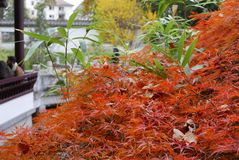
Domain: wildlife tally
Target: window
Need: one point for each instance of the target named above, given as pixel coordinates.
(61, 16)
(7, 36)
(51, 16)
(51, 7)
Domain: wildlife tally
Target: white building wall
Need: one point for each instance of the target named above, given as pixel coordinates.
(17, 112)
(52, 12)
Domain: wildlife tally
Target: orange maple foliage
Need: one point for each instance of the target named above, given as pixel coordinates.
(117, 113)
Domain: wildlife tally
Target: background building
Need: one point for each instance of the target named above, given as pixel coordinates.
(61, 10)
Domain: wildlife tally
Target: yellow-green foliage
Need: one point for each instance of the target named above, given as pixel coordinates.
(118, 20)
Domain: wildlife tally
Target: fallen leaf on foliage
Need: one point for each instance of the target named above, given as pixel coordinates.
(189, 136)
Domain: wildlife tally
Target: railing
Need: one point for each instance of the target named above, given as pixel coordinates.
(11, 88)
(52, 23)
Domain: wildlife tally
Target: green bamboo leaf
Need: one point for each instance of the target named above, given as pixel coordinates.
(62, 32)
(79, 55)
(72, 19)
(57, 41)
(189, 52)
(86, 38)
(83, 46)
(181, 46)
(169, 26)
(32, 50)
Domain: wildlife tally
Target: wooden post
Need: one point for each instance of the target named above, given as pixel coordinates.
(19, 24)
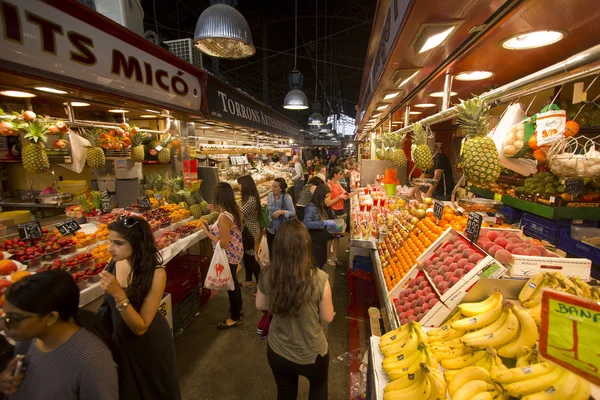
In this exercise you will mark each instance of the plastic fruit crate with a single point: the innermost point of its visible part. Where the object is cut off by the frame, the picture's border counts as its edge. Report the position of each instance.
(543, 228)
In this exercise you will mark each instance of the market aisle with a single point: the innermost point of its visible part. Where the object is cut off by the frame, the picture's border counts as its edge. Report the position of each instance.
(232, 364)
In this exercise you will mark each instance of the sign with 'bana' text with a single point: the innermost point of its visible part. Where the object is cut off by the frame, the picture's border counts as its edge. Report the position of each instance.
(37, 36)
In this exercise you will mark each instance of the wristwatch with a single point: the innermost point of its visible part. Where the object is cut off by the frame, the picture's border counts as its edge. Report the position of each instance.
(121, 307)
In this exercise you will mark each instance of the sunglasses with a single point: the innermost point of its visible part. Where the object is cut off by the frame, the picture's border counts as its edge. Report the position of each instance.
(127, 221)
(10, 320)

____

(The request)
Write out the entries again, exactly as given, skipping any images.

(Answer to the task)
Domain: wildlife tally
Target: window
Need: one point for each instance of the target named above, given as pixel coordinates.
(61, 16)
(7, 36)
(51, 16)
(51, 7)
Domain: wildlife tally
Target: white building wall
Need: one point for each instance of the target named above, given as pixel coordinates.
(17, 112)
(52, 12)
Domain: wildlife tally
Target: orange maple foliage
Need: one point for each instance of the target named above, given as pixel coordinates.
(117, 113)
Domain: wildlife tally
Target: background building
Need: one point for each instance of the target named above, given as pixel coordinates.
(61, 10)
Domain: wildlife tally
Target: yellow-green foliage
Need: one point for each instance of the target named above, given as pixel coordinates.
(118, 20)
Domain: wildlife tally
Target: fallen leaf on foliage
Need: one point for each instance of the target named above, given as pixel coordinates.
(189, 136)
Domain: wildlife tally
Target: railing
Need: one point for each instance of the target named above, given as pixel coordinates.
(11, 88)
(52, 23)
Domain: wildlife tally
Target: green bamboo leaf
Need: one point for each instance of the target named above, given as pixel coordinates.
(62, 32)
(79, 55)
(72, 19)
(57, 41)
(189, 52)
(86, 38)
(83, 46)
(181, 46)
(169, 26)
(32, 50)
Domain: wildlife tally
Target: wooden post
Need: one point for each instance of the target named above, given as pixel coordinates.
(19, 24)
In this exercise you will mark each instance of the plastic fruit crate with a single point: the innermost point of its visible part. Where the object is cut off by the frame, the picture's border counts as its edge. Report the position of each instance.
(543, 228)
In this exercise you will mark each instance of the market aisle with a single point: the innermost point of its visible part. Where the object is cut off by the frame, the picture's border counts as its edge. Report the position of each instance.
(232, 364)
In this exercise you will mark each instance of the sign with 'bana' text with a single point: the innermost point of its visible part. Where the object is cut off by the frame, the picture's border counts as its edge. Report the position of each instance.
(37, 36)
In this exercise you will mark each instance of the wristwatch with a single point: the innermost point of its visible part. Where the object is cut off by the frame, the picture's border counts as its edge. Report the position of each instance.
(121, 307)
In this exercise you will mark each instance of the sunglasses with a single point: the innermost point of its visible part. Where the object is cut off by the frame, the picture's border counts as its edge. Report the position of each instance.
(127, 221)
(10, 320)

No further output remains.